> [Source document]

Dinosaur Egg Pluot Conserve

This jam is sweet, bright, and a very pretty orange-pink color. I halved the pluots so that they would retain more of their shape as the flesh broke down. This resulted in nice big chunks of pluot. Dinosaur Egg Pluot Conserve Yield: about 4 half pints 4 cups (2lbs) pluots, pitted and roughly chopped 2 cups sugar 1/3 cup lemon juice 1/3 cup thinly sliced lemon peel or zest only Combine pluots, sugar, lemon juice, and lemon peel in a large saucepot. Slowly bring to a boil while stirring to dissolve sugar. Cook rapidly to gelling point, stir frequently to prevent sticking. Skim foam. Ladle hot jam into hot jars, leaving 1/4 inch headspace, adjust two-piece caps, process 15 minutes in a boiling water bath. Boiling pluots, sugar, lemon juice, and lemon zest See those big chunks! For the boiling water bath, I use the tamalera steamer that mum gave me for making tamales; it's the perfect size.

> [Given exercise]
In the pluot conserve recipe, how much headspace should be left when ladling the hot jam into jars?

Pointing dataset excerpts:
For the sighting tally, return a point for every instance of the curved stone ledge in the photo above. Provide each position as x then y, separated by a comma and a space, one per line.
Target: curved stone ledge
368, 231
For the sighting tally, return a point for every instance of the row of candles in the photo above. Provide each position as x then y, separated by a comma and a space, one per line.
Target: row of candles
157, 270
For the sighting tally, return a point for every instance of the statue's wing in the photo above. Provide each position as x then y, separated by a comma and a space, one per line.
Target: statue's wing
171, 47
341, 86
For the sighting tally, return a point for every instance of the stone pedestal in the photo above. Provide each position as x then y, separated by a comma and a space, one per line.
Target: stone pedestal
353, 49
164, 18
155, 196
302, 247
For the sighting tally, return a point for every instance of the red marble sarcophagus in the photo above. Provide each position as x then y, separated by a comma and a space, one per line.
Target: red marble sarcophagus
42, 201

> [Task result]
1/4 inch.